| HOW TO COMPLETE THIS TASK |
Format every line of the items below as a numbered list, omitting any blank lines.

┌─ DATA TO USE

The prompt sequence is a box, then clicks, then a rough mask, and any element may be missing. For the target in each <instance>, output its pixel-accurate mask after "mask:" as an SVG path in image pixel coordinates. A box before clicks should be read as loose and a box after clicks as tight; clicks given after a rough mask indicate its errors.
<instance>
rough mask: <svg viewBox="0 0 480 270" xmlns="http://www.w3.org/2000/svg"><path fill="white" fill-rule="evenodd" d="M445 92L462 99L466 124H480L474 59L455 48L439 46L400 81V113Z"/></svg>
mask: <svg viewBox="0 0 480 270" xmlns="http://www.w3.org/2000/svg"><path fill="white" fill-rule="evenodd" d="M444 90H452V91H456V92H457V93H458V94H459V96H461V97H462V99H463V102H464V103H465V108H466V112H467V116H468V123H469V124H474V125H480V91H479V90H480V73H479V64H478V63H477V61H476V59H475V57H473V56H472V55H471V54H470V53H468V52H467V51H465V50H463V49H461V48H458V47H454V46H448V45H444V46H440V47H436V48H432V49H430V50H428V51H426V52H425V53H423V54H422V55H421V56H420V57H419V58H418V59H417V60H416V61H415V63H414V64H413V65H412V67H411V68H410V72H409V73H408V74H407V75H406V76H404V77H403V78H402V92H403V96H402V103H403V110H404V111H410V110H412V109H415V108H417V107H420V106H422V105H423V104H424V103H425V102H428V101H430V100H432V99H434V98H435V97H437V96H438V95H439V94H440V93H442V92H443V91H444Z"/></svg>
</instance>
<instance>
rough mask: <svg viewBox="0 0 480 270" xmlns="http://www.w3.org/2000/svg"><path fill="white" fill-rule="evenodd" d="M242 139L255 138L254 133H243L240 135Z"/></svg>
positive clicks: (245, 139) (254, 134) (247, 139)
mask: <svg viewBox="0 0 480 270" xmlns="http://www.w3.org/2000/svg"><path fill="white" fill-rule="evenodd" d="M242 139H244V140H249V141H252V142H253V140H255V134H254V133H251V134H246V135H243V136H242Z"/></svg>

└─

| WRITTEN RESPONSE |
1. The prompt sequence is a box, then clicks, then a rough mask, and any element may be missing. For the target in each <instance>, output its pixel-accurate mask after "mask:" as an SVG path in image pixel coordinates. A box before clicks should be read as loose and a box after clicks as tight; clicks given after a rough mask indicate its errors.
2. <instance>
3. rough mask: <svg viewBox="0 0 480 270" xmlns="http://www.w3.org/2000/svg"><path fill="white" fill-rule="evenodd" d="M445 92L462 99L466 124H480L474 59L455 48L439 46L400 81V113Z"/></svg>
4. mask: <svg viewBox="0 0 480 270" xmlns="http://www.w3.org/2000/svg"><path fill="white" fill-rule="evenodd" d="M444 90H452V91H456V92H457V93H458V94H459V96H461V97H462V99H463V102H464V103H465V108H466V112H467V116H468V123H469V124H474V125H480V91H479V90H480V73H479V64H478V63H477V61H476V59H475V57H473V56H472V55H471V54H470V53H468V52H467V51H465V50H463V49H461V48H458V47H454V46H448V45H444V46H440V47H436V48H432V49H430V50H428V51H426V52H425V53H423V54H422V55H421V56H420V57H419V58H418V59H417V60H416V61H415V63H414V64H413V65H412V67H411V68H410V72H409V73H408V74H407V75H406V76H404V77H403V78H402V92H403V96H402V103H403V110H404V111H410V110H412V109H415V108H417V107H420V106H422V105H423V104H424V103H425V102H428V101H430V100H432V99H434V98H435V97H437V96H438V95H439V94H440V93H442V92H443V91H444Z"/></svg>
5. </instance>
6. <instance>
7. rough mask: <svg viewBox="0 0 480 270" xmlns="http://www.w3.org/2000/svg"><path fill="white" fill-rule="evenodd" d="M242 139L255 138L254 133H243L240 135Z"/></svg>
8. positive clicks: (245, 139) (254, 134) (247, 139)
9. mask: <svg viewBox="0 0 480 270" xmlns="http://www.w3.org/2000/svg"><path fill="white" fill-rule="evenodd" d="M242 139H244V140H249V141H252V142H253V140H255V134H254V133H251V134H246V135H243V136H242Z"/></svg>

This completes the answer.